> _The data_:

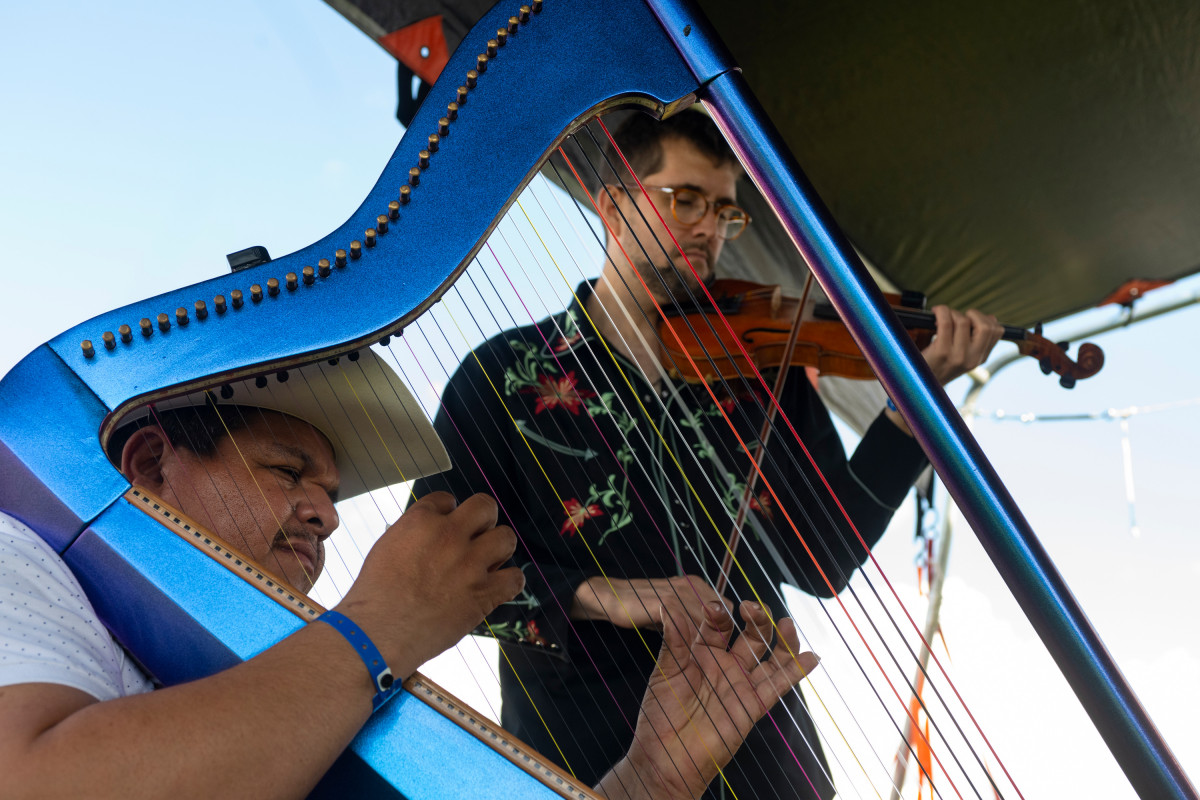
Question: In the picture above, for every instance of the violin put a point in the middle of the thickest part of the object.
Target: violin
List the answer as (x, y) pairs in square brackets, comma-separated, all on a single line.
[(761, 319)]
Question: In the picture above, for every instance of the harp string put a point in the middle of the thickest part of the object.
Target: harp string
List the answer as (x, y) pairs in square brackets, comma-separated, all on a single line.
[(711, 553), (768, 391), (759, 471), (760, 601), (811, 461), (510, 280), (580, 533), (497, 494)]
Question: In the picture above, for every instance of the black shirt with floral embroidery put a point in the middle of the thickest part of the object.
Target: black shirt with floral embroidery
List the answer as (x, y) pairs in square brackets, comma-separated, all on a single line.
[(600, 473)]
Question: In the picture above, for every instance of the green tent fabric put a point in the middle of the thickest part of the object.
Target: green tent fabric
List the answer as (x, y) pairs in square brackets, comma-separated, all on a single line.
[(1023, 157)]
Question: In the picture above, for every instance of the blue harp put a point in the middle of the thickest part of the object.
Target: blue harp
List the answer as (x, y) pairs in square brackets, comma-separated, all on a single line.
[(186, 607)]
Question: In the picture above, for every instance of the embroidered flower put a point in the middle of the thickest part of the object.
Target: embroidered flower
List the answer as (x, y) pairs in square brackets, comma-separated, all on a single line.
[(563, 392), (577, 513), (533, 635), (562, 344), (761, 503)]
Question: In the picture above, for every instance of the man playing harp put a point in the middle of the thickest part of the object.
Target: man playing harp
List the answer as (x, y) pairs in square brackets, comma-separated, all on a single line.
[(78, 717), (642, 475)]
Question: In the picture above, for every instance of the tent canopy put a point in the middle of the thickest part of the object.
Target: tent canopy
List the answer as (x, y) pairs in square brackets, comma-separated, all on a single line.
[(1029, 158)]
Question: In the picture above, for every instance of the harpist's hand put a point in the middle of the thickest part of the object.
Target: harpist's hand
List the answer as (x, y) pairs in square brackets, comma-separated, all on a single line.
[(703, 699), (432, 577)]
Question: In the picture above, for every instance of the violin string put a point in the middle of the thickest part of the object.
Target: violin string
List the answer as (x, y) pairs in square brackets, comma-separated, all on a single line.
[(592, 553), (618, 300), (600, 122), (593, 203), (709, 323)]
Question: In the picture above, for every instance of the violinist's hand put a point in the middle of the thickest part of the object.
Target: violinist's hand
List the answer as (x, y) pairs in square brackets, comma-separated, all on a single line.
[(702, 701), (963, 342)]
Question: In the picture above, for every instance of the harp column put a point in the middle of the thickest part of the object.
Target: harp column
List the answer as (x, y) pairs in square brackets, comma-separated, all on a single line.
[(1005, 533)]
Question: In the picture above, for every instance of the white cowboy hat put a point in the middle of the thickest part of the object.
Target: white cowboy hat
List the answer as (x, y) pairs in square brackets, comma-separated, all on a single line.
[(379, 433)]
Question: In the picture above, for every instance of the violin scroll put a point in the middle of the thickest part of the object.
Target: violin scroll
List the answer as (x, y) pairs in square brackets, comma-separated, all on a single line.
[(1053, 358)]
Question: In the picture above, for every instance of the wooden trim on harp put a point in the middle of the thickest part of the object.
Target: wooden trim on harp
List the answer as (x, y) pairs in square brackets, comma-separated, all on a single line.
[(418, 685), (497, 738), (249, 570)]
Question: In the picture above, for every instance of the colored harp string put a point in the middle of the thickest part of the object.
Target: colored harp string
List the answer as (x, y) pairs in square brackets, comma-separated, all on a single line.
[(516, 245)]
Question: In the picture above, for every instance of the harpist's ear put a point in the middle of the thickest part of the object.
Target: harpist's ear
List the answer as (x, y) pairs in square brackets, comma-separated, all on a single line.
[(142, 458)]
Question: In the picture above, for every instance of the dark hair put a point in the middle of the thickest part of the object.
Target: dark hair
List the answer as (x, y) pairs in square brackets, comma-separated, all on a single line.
[(197, 428), (640, 138)]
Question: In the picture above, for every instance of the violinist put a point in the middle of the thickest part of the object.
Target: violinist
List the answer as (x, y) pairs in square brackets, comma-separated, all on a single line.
[(622, 524)]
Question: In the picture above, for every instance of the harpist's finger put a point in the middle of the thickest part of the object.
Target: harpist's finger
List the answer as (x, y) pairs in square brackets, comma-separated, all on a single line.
[(755, 639), (787, 665), (717, 630)]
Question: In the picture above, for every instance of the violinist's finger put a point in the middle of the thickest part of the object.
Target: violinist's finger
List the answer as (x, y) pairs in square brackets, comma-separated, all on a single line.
[(755, 639), (985, 332)]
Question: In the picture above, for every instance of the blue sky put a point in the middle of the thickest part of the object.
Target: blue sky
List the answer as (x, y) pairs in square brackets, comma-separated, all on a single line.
[(144, 140)]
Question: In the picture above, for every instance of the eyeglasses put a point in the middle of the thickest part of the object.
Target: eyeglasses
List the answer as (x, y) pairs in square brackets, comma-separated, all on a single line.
[(689, 206)]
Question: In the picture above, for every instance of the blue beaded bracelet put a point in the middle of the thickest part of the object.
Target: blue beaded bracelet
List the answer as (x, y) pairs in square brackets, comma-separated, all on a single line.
[(381, 674)]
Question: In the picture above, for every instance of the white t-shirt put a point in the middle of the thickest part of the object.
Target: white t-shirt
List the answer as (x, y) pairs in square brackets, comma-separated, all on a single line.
[(48, 630)]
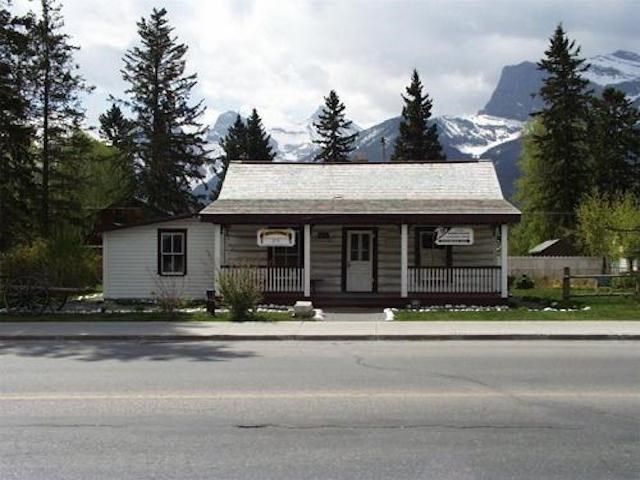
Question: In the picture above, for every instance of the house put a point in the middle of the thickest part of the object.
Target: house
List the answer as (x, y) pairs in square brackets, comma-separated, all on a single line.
[(336, 233)]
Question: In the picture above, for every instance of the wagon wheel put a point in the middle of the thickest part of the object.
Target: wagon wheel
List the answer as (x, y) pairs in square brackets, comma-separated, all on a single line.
[(57, 300), (26, 295)]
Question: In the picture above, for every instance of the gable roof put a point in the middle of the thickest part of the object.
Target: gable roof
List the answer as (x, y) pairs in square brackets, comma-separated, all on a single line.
[(437, 188)]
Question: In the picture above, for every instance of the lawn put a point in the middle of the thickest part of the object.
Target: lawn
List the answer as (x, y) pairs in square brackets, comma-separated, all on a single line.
[(528, 305), (139, 317)]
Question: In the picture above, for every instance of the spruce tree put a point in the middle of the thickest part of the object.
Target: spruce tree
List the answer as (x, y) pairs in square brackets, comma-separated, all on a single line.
[(170, 144), (614, 143), (563, 145), (16, 160), (258, 147), (417, 140), (335, 143), (234, 143), (118, 132), (56, 87)]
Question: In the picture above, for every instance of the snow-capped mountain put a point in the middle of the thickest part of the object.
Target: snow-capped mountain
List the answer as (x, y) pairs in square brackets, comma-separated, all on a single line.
[(493, 133), (614, 68), (516, 95)]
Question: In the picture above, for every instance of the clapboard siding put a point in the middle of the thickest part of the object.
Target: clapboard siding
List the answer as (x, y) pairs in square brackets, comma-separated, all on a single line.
[(326, 253), (482, 253), (130, 259), (241, 246)]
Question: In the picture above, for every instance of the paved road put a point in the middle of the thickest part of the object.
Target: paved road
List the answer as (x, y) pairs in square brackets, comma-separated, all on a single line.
[(307, 410)]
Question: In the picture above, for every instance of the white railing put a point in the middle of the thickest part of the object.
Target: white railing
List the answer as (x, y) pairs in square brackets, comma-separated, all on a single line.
[(454, 280), (272, 279)]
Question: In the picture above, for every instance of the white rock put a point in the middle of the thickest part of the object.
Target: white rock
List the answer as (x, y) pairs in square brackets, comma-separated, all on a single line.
[(303, 308)]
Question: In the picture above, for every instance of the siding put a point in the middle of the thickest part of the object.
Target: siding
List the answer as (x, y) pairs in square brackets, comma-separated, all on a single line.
[(326, 253), (130, 259), (482, 253)]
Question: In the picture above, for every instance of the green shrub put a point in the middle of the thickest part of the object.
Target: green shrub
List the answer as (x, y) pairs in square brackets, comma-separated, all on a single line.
[(63, 260), (240, 292), (524, 282), (624, 283)]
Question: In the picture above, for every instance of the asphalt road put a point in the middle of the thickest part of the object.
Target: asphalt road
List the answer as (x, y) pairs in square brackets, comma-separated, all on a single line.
[(307, 410)]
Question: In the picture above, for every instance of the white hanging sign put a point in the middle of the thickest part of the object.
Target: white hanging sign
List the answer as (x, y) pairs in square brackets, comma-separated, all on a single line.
[(276, 237), (454, 236)]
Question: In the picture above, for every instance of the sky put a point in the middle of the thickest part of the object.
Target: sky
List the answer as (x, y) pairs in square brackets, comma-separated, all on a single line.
[(282, 57)]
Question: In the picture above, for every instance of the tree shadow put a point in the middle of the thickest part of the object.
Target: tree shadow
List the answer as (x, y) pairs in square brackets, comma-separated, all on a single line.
[(125, 351)]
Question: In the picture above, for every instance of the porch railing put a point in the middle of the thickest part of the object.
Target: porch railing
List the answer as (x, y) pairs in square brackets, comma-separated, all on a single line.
[(454, 279), (272, 279)]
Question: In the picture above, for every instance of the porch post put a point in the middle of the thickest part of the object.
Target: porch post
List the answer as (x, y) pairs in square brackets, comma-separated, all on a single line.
[(504, 261), (404, 260), (217, 252), (307, 260)]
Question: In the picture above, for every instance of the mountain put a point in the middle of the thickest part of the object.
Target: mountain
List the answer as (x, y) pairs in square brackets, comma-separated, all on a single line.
[(516, 95), (493, 133)]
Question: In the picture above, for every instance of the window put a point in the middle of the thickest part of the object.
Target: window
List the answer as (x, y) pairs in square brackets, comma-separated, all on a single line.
[(287, 256), (172, 252)]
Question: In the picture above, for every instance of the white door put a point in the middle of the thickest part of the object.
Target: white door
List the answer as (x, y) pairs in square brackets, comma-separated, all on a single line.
[(360, 261)]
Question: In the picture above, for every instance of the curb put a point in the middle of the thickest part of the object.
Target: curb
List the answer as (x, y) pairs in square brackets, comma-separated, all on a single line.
[(329, 337)]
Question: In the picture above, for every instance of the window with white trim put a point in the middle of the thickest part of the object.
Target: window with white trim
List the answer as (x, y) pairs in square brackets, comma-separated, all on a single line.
[(172, 252)]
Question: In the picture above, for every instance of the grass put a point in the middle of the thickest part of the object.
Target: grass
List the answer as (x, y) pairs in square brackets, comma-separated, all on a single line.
[(601, 308), (139, 317)]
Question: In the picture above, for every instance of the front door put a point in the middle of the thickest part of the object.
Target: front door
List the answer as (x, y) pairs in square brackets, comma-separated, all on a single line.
[(360, 261)]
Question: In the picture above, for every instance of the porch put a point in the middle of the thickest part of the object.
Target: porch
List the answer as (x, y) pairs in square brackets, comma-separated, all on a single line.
[(380, 265)]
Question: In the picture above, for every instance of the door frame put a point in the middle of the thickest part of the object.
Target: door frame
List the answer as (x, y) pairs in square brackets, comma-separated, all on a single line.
[(374, 257)]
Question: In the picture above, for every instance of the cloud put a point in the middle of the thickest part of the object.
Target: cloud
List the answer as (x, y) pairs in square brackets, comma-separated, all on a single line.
[(283, 56)]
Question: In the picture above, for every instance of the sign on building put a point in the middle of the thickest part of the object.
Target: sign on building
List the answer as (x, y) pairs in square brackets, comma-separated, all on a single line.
[(454, 236), (276, 237)]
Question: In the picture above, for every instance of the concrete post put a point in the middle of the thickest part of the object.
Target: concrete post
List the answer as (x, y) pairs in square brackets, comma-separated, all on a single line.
[(404, 260), (504, 261), (217, 253), (307, 260)]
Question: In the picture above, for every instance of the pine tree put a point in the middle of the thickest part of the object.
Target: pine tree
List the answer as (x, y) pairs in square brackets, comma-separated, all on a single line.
[(418, 140), (56, 87), (118, 132), (335, 143), (563, 145), (234, 143), (614, 143), (115, 128), (16, 160), (170, 147), (258, 147)]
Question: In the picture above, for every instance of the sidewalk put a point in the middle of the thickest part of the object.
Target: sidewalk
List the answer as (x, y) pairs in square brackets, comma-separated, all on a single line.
[(301, 330)]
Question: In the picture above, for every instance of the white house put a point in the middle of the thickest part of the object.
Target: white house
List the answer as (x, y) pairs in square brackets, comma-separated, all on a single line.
[(337, 233)]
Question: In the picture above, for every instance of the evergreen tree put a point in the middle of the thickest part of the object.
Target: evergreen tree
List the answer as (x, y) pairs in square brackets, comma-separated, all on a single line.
[(614, 143), (170, 145), (234, 142), (335, 143), (16, 160), (56, 87), (417, 140), (258, 147), (117, 130), (563, 145)]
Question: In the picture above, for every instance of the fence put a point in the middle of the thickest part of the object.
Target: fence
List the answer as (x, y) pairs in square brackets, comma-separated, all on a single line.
[(633, 279), (552, 268)]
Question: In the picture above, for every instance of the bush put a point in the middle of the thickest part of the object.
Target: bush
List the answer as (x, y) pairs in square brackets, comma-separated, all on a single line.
[(63, 260), (524, 283), (240, 292), (168, 293)]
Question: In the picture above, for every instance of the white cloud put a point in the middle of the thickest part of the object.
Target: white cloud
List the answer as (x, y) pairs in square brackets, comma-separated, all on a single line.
[(283, 56)]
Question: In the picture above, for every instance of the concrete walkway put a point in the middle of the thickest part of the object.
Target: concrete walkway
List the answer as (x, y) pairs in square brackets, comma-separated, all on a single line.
[(338, 330)]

> _Try it_:
Output exactly the lines above that lie between the line with "Target: blue beaded bracelet" and the line with "Target: gable roof", those two lines included, and no pictures.

> _Response area_:
Target: blue beaded bracelet
List the answer as (x, y) pairs in square brackets, comma-separated, all on a single line.
[(381, 674)]
Question: In the picture above, for every instance of the white t-shirt put a point in the middle of the thickest part of the object.
Target: white t-shirt
List the answer as (x, y) pairs in square brackets, comma-separated, all on a single line.
[(48, 630)]
Question: In the picture above, for every instance of the house put a point in the middle of the thickest part of the object.
Target: house
List the answer as (x, y) pairs in square brackets, comma-separated, all on a single line.
[(336, 233)]
Question: In the picture above, for every instance of the wagon wheel put a point in the middle of the thickest part of the object.
Target: wagon wheel
List the answer as (x, y) pairs in square brackets, comma-separated, all on a single line.
[(57, 300), (26, 295)]
Question: In the picture above, for every instance of the gable roof put a point in the middle of the thickest part of the object.
Target: gable roof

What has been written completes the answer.